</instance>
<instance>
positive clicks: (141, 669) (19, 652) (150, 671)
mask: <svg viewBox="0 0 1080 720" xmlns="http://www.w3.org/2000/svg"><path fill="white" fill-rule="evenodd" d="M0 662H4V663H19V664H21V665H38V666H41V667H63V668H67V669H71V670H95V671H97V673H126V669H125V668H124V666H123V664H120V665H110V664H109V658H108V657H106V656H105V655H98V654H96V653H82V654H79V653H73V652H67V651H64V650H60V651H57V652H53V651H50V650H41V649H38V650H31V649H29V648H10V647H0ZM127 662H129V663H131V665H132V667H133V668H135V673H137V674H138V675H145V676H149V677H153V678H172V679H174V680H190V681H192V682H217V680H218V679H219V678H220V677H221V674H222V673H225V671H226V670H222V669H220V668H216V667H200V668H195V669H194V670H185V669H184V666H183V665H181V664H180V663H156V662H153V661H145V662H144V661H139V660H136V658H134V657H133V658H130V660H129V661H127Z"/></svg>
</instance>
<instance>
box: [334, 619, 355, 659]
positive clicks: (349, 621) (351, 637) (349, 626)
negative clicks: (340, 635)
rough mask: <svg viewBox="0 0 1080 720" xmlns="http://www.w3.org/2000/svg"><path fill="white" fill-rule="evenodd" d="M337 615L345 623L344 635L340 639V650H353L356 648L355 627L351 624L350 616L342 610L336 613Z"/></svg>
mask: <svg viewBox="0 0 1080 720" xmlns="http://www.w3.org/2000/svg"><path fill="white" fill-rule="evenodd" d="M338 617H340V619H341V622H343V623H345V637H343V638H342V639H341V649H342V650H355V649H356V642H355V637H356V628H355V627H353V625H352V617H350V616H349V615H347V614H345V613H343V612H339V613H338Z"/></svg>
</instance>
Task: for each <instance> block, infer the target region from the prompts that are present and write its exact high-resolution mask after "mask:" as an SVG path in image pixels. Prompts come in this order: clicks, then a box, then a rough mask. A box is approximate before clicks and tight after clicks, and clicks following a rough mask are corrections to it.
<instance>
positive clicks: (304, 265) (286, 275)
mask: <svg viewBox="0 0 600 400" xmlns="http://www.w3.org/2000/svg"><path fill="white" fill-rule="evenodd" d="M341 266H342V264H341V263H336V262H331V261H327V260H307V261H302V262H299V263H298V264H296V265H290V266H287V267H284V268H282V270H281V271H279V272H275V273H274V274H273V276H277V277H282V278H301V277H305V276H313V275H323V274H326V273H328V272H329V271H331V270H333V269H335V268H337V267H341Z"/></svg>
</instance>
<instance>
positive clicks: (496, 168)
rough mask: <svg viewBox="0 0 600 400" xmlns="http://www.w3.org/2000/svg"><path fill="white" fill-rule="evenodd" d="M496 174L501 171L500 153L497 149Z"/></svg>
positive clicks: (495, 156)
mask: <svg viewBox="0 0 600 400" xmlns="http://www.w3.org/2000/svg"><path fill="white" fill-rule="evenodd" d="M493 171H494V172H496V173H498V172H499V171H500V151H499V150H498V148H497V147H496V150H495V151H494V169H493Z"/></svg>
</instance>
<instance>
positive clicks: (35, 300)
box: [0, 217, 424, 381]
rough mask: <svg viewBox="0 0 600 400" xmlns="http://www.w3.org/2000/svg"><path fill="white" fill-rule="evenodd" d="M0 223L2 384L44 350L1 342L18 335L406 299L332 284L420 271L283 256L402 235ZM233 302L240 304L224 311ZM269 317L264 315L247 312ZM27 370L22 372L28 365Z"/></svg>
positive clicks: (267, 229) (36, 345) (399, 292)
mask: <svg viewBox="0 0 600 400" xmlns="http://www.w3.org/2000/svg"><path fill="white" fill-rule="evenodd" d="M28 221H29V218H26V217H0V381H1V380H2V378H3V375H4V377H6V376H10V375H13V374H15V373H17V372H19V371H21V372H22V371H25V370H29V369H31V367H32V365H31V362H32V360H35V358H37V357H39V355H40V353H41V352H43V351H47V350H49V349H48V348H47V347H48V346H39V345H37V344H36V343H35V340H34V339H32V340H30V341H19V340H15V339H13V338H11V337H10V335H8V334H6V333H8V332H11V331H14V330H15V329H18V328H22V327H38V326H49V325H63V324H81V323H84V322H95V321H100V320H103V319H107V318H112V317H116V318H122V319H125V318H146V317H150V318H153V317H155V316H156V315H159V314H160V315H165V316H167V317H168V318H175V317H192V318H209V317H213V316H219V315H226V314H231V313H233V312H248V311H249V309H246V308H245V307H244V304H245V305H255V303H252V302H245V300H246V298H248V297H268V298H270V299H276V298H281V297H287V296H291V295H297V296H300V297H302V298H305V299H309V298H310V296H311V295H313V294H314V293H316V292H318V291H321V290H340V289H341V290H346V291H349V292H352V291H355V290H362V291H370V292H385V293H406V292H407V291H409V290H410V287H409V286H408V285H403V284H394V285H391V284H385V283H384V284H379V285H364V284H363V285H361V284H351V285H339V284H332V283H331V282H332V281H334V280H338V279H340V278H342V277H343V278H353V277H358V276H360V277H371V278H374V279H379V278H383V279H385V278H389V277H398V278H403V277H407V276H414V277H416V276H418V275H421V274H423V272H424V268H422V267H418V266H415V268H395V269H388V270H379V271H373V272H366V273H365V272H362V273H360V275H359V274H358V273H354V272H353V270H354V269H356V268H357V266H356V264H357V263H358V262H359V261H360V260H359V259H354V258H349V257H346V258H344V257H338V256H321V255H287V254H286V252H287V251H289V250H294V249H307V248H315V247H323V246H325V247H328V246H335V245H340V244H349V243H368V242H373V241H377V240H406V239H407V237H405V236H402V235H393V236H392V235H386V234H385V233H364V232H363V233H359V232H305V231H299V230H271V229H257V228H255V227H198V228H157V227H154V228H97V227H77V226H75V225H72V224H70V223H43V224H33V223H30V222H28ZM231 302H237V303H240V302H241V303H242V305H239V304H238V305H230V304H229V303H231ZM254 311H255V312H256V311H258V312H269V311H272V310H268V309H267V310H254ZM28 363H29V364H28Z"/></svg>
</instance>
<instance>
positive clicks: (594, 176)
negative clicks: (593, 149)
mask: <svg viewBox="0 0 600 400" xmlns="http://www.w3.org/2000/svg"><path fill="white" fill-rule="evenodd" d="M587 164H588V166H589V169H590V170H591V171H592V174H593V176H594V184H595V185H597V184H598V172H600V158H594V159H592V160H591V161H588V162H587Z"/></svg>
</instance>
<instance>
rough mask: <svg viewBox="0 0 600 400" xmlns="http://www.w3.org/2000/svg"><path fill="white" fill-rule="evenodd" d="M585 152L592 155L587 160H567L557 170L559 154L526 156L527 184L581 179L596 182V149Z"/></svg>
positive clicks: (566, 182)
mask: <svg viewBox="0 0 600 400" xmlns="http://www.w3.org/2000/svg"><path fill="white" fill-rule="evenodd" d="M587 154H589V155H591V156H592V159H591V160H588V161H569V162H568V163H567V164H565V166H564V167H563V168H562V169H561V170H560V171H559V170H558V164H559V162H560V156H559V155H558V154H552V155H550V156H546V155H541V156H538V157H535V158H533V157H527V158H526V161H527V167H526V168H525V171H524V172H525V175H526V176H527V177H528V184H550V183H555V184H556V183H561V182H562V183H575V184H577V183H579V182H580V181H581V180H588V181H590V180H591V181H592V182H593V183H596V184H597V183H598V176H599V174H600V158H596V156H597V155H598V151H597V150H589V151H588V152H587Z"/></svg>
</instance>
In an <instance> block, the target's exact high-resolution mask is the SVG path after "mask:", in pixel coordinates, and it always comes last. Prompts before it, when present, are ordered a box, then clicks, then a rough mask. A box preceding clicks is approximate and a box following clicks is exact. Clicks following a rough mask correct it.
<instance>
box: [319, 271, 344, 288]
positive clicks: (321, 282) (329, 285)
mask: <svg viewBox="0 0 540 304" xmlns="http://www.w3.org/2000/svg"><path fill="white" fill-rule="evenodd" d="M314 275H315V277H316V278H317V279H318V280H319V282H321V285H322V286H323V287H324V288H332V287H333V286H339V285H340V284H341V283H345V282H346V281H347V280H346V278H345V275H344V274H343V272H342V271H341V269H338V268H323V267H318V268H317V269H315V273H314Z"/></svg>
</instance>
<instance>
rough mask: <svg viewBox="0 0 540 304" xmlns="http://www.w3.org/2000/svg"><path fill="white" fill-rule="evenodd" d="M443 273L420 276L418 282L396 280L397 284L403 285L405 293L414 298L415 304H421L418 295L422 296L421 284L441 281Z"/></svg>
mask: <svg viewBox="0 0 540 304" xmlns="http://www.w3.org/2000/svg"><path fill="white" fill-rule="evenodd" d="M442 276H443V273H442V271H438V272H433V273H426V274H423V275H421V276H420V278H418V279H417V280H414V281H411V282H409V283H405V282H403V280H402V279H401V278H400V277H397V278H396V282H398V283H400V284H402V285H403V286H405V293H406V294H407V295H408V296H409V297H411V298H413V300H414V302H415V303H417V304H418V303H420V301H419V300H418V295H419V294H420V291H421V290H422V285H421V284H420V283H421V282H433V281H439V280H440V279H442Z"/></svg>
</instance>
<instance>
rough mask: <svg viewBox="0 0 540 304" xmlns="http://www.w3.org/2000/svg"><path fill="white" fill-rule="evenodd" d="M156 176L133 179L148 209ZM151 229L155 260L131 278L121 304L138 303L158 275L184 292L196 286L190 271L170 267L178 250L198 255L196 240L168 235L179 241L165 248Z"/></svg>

...

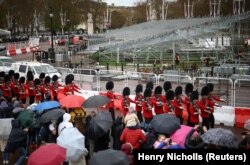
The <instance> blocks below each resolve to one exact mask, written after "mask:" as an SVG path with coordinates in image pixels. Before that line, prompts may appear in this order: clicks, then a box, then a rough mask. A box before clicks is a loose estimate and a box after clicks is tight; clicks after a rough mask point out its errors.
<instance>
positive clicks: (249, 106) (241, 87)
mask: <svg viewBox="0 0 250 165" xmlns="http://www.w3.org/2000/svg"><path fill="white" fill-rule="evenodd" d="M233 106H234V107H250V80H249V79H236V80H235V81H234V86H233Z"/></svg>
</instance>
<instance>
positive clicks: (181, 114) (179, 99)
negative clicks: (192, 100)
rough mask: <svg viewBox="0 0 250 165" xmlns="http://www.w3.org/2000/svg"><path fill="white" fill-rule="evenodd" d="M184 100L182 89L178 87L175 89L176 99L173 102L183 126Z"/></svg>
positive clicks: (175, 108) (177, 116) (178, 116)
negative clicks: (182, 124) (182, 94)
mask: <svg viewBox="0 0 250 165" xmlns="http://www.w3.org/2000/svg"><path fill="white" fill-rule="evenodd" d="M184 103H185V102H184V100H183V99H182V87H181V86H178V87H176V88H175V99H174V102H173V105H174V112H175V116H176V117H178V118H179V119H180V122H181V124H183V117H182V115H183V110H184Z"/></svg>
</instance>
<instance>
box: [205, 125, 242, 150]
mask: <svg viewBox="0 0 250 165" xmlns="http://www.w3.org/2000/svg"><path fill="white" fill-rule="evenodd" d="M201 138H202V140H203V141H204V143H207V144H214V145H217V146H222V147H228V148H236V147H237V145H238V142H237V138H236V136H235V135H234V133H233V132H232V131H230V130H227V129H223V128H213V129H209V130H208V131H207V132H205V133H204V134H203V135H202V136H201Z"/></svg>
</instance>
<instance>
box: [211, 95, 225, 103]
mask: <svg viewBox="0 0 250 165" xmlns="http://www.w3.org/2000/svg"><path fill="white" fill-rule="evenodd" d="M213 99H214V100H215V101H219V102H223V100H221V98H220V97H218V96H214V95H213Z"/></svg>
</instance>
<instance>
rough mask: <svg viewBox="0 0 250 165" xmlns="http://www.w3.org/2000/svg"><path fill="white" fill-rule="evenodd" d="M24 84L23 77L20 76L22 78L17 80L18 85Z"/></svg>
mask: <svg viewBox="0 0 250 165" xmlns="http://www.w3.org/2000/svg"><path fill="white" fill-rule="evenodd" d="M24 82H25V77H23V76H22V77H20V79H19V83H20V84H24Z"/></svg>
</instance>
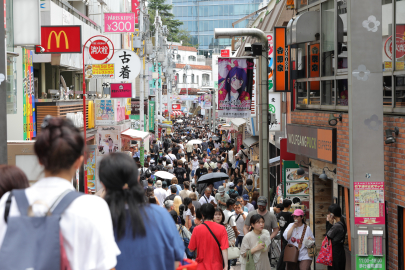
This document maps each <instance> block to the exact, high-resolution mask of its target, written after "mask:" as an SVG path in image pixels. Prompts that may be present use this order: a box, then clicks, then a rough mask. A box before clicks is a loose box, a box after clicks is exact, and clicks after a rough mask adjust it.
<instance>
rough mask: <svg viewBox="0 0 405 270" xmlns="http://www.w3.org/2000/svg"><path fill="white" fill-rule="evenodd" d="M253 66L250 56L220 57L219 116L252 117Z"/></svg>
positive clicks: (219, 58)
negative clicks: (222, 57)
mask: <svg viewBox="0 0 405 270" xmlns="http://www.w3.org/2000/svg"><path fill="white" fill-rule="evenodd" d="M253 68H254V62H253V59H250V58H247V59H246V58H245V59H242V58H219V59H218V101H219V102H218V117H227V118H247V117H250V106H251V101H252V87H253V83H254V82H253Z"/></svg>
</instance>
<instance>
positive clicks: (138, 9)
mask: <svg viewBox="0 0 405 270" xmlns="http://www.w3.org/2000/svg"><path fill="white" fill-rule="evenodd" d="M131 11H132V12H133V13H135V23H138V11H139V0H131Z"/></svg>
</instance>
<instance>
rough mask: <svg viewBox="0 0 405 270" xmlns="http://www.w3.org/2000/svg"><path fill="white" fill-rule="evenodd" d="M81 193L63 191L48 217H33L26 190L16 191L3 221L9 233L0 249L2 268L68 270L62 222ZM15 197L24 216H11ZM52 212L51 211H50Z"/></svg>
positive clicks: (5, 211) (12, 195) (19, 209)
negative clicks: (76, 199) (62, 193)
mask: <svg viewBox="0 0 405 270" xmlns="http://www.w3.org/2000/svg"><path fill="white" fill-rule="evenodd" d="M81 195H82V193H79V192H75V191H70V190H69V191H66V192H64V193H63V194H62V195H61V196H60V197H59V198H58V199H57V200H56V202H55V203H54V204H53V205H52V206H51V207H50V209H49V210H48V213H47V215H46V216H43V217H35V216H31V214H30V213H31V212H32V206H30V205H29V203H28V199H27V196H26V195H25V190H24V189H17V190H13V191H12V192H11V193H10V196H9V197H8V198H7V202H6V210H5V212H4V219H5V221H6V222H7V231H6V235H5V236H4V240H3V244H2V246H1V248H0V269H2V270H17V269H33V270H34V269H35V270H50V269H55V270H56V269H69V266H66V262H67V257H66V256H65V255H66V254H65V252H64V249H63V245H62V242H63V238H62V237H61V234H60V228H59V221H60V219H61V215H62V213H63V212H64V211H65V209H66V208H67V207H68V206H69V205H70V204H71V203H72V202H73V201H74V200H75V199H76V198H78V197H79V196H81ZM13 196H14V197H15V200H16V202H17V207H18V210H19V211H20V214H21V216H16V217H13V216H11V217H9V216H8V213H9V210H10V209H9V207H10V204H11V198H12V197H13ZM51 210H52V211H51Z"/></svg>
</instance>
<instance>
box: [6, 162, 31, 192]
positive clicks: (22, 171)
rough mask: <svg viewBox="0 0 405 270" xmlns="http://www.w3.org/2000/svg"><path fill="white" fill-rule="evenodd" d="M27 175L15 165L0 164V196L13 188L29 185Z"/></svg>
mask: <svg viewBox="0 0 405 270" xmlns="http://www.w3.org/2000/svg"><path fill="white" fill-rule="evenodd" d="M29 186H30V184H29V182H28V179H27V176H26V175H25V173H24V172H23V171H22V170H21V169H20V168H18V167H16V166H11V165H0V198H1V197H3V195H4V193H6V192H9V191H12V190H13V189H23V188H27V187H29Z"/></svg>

--

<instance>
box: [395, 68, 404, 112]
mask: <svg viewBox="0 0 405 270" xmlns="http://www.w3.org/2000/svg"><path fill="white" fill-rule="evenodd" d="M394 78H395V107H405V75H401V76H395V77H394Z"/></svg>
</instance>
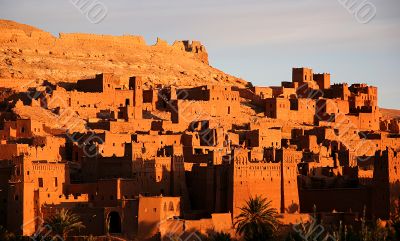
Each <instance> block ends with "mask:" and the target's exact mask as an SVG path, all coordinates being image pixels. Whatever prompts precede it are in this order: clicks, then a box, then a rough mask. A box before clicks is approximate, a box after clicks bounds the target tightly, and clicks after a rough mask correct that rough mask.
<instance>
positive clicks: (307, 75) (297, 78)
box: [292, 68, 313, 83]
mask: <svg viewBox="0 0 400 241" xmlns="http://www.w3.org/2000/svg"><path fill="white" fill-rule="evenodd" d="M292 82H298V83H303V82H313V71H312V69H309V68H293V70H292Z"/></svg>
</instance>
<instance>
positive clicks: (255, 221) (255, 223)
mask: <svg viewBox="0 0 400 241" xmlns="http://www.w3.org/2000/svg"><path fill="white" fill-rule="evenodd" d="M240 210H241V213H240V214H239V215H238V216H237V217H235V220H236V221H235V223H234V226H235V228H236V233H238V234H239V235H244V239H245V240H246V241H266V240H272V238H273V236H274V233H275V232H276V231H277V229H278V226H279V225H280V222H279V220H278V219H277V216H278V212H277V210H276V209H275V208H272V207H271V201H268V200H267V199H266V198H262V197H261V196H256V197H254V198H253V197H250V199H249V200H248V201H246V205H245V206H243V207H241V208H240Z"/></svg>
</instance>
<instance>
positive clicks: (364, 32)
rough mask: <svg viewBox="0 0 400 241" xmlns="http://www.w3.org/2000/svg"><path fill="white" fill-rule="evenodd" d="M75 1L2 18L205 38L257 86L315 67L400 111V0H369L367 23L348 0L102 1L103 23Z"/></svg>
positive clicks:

--- TRY IT ---
Would you output, from the records above, exactly the run of lines that starts at the line containing "positive clicks: (35, 300)" and ends at the line containing "223L2 384L44 350L1", and only that run?

--- WRITTEN RESPONSE ---
positive clicks: (35, 300)
box: [0, 217, 424, 381]
rough mask: <svg viewBox="0 0 600 400" xmlns="http://www.w3.org/2000/svg"><path fill="white" fill-rule="evenodd" d="M0 223L2 384L44 350L1 342L18 335L406 299L332 284L420 271L283 256L402 235ZM233 302L240 304L224 311ZM269 317L264 315L247 312ZM27 370L22 372L28 365Z"/></svg>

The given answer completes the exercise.